• STATED GOAL: Could you copy out every one of the records below word for word, leaving the pictures out of your answer?

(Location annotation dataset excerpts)
• • • • •

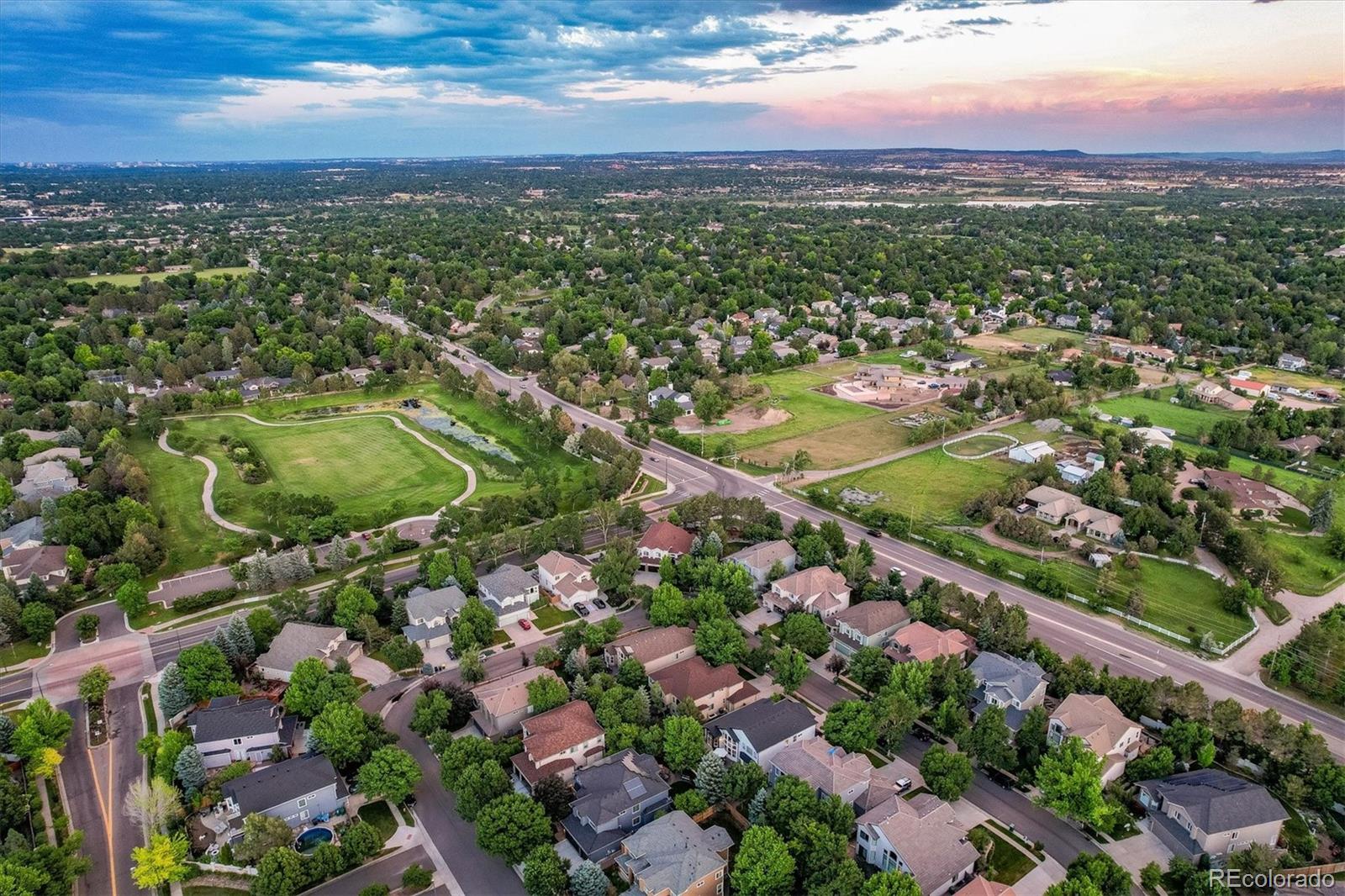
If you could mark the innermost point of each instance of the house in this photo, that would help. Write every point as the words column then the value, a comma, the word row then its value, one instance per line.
column 24, row 535
column 1291, row 362
column 229, row 730
column 1247, row 494
column 829, row 770
column 567, row 579
column 921, row 837
column 508, row 593
column 45, row 562
column 1052, row 505
column 713, row 689
column 296, row 791
column 662, row 540
column 672, row 856
column 1031, row 452
column 1100, row 725
column 868, row 625
column 612, row 798
column 1210, row 811
column 656, row 649
column 1250, row 387
column 557, row 743
column 430, row 615
column 759, row 560
column 502, row 704
column 923, row 643
column 1015, row 685
column 300, row 640
column 759, row 730
column 820, row 589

• • • • •

• SOLUTION TO THIS EXERCISE:
If you could mark the innermost point of each instance of the house in this photo, that would help. Write every point as the words column then the value, a comma, the word row then its value, one instance per line.
column 24, row 535
column 1291, row 362
column 229, row 730
column 1247, row 494
column 829, row 770
column 567, row 579
column 921, row 837
column 508, row 593
column 45, row 562
column 1052, row 505
column 713, row 689
column 296, row 791
column 662, row 540
column 672, row 856
column 1031, row 452
column 1100, row 725
column 868, row 625
column 612, row 798
column 1210, row 811
column 656, row 649
column 1250, row 387
column 557, row 743
column 430, row 615
column 759, row 560
column 502, row 704
column 923, row 643
column 1015, row 685
column 300, row 640
column 759, row 730
column 820, row 589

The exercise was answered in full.